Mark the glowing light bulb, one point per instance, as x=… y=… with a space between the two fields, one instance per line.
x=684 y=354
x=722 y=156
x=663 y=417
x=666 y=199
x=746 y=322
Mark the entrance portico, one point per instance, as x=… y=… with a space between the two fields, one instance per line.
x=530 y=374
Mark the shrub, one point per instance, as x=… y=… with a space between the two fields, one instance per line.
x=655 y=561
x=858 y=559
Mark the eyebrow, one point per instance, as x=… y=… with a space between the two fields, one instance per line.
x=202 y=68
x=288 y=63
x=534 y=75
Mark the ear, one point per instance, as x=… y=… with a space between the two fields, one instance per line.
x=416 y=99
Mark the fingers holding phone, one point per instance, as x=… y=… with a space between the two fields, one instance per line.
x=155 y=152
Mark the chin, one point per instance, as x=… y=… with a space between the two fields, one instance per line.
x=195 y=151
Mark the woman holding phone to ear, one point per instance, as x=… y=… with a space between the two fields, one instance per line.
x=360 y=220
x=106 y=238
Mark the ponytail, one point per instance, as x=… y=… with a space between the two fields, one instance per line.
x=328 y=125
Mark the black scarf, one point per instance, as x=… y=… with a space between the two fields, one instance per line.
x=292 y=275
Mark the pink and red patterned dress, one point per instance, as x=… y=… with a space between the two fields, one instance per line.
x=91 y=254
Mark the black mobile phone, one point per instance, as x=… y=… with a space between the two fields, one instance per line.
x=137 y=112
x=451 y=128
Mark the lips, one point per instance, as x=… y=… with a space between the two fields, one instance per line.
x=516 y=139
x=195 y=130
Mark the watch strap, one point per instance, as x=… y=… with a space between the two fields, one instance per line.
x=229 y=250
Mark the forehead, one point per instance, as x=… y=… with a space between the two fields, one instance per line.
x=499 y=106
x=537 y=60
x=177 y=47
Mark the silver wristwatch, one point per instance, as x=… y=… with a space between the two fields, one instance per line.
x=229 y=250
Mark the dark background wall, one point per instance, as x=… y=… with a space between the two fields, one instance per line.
::::
Please arrange every line of the entries above into a numbered list, leaving out any blank lines.

1. Mark the glowing light bulb, one point per instance, as x=… y=… with a space between the two fields, one instance per line.
2. x=684 y=354
3. x=722 y=156
4. x=663 y=417
5. x=666 y=199
6. x=746 y=322
7. Mark the entrance portico, one point per instance, as x=… y=… with a space between the two fields, one instance per line.
8. x=530 y=374
9. Mark the shrub, one point per instance, as x=… y=… with a space between the two fields, one instance per line.
10. x=655 y=561
11. x=858 y=559
12. Mark the eyebrow, one point per instance, as x=… y=… with a space between the two fields, one instance per line.
13. x=202 y=68
14. x=288 y=63
15. x=534 y=75
16. Mark the ear, one point per instance, as x=… y=… with a space between the two fields, one instance per line.
17. x=416 y=99
18. Mark the fingers holding phone, one point per instance, as x=… y=… with a space between the two fields, one instance per line.
19. x=155 y=152
20. Mark the chin, one point per instance, as x=… y=… with a space between the two fields, one instance per line.
21. x=195 y=151
22. Mark the woman holding phone to ear, one point per instance, as x=… y=… with a space between the two fields, one instance per line.
23. x=360 y=220
24. x=106 y=238
25. Mark the ponytail, one point per instance, as x=… y=… with a space between the two fields, one instance per line.
26. x=328 y=125
27. Mark the black scarf, one point per instance, as x=… y=… with a space between the two fields, one instance per line.
28. x=292 y=275
29. Mark the pink and red patterned dress, one point per instance, as x=… y=… with a space between the two fields, one instance per line.
30. x=91 y=254
31. Mark the black mobile phone, one point per instance, as x=… y=… with a space between the two fields, one instance per line.
32. x=137 y=112
33. x=451 y=128
34. Mark the lips, one point per instance, as x=… y=… with a space between the two fields, one instance per line.
35. x=516 y=139
36. x=195 y=130
37. Mark the watch strap, one point per instance, as x=… y=… with a space between the two fields, one instance per line.
38. x=229 y=250
39. Mark the forehead, one point per instance, as x=… y=… with a space between the two fields, one instance per line.
40. x=499 y=106
41. x=537 y=60
42. x=177 y=47
43. Mark the silver wristwatch, one point per instance, as x=… y=… with a space between the two fields, one instance per line.
44. x=229 y=250
45. Mark the dark background wall, one point per instance, as x=… y=… with a space between the two fields, one instance per line.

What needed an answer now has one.